# What you are asked to do
Below is a block of data; give all of it again word for word.

# Record excerpts
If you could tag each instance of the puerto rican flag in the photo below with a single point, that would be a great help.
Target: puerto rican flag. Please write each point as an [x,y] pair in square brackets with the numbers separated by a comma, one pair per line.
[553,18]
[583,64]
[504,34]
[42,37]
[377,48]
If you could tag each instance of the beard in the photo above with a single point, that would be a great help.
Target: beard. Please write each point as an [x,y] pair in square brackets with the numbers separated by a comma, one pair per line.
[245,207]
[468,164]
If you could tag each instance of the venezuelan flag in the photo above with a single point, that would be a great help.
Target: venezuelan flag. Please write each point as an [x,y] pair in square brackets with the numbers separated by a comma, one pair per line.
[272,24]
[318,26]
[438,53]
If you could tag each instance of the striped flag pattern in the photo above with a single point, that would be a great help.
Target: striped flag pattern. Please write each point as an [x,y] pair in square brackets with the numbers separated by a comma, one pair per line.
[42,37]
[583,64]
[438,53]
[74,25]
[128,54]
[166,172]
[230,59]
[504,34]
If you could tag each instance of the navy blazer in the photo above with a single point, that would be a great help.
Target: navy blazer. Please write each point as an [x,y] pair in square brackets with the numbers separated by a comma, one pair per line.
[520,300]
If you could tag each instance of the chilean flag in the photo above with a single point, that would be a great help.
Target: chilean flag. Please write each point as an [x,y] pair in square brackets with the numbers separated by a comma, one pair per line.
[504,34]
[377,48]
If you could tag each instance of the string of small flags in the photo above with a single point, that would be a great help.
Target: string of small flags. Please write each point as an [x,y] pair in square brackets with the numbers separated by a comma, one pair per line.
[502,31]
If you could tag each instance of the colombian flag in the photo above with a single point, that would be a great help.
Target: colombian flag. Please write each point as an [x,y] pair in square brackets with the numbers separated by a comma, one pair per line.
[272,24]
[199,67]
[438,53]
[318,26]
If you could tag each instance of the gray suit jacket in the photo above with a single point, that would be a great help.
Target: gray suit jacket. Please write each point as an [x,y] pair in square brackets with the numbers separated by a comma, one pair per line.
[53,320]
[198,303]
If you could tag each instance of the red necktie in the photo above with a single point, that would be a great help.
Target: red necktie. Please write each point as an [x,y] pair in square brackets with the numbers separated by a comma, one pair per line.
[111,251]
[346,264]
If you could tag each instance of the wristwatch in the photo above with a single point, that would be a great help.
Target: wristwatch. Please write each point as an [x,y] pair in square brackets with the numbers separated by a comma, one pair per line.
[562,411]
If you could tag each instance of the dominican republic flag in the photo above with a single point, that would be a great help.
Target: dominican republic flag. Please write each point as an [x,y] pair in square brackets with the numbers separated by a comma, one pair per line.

# Answer space
If you could tag each instance of the puerto rican flag in the photo below with a single point, that would be a great help.
Target: puerto rican flag. Please write each point as an [x,y] pair in square brackets with the numbers separated by a comma, one pair per line.
[553,18]
[583,64]
[504,34]
[42,37]
[377,48]
If you could tag each instance of the beard in the photo above with a single point, that would be a great help.
Target: beard. Please write each point as an [x,y] pair in square brackets with the numbers separated by a comma, one pair per line.
[245,207]
[468,164]
If you could tag each instance of the venezuelan flag in the photo above with a single point, that would be a great help.
Target: venezuelan flag. Please write each point as an [x,y] pair in square brackets with the numbers separated by a comma, one pair per line.
[272,24]
[318,26]
[438,53]
If you could tag each instance of the striped flag pattern in the photo above with a single point, that would be a great help.
Target: striped flag pattern. Please write each point as an [x,y] pair in square brackets with the numbers separated by a comma, one pair per line.
[42,37]
[583,64]
[438,53]
[74,25]
[128,54]
[166,172]
[230,59]
[504,34]
If you could tag each instance of the navy blazer in the photo above with a single point, that would be a great help.
Target: navy blazer. Please write each point as an [x,y] pair in square brackets with the numbers separated by a comma, one pair per line.
[520,300]
If you could tag each instance of the chilean flag in the photo above with a single point, that would be a great help.
Target: chilean flag. Please write each point as an [x,y] pair in square brackets with the numbers separated by a comma, one pair per line.
[504,34]
[377,48]
If you could tag each instance of the string of small flags in the photo above with a single point, that would be a great help.
Target: string of small flags. Please write each point as an [x,y] pair in square brackets with the numbers separated by a comma, one pair per line.
[502,31]
If you could tag each instance of the colombian flag in the photo above with a single point, that would be a great help.
Target: colombian flag. Please write each point as an [x,y] pair in square brackets with the numbers separated by a comma, one pair per line.
[272,24]
[199,67]
[438,53]
[318,26]
If you could tag each instance of the gray suit jacket in the photo above with a single point, that would be a great help.
Target: gray suit jacket. Please write each point as an [x,y] pair in square brackets with the numbers separated by a comma, one pair per line.
[53,320]
[198,303]
If you could tag each instance of the red necktie in the photo above with a single point, that would be a great help.
Target: red necktie. Please write each point as an [x,y] pair in square brackets with the numbers separated by a comma, one pair per line.
[111,251]
[346,264]
If you could tag each instance of the wristwatch in the photo above with a single point, that would be a great help.
Target: wristwatch. Please write each point as an [x,y] pair in square brackets with the numbers separated by a comma, one pair per line.
[562,411]
If you could tag each instance of the dominican republic flag in the photo above with a single point, that would be a great help.
Target: dominican republic flag. Please write each point as an [x,y] pair in square brackets with the numbers separated by a comma, one pair per line.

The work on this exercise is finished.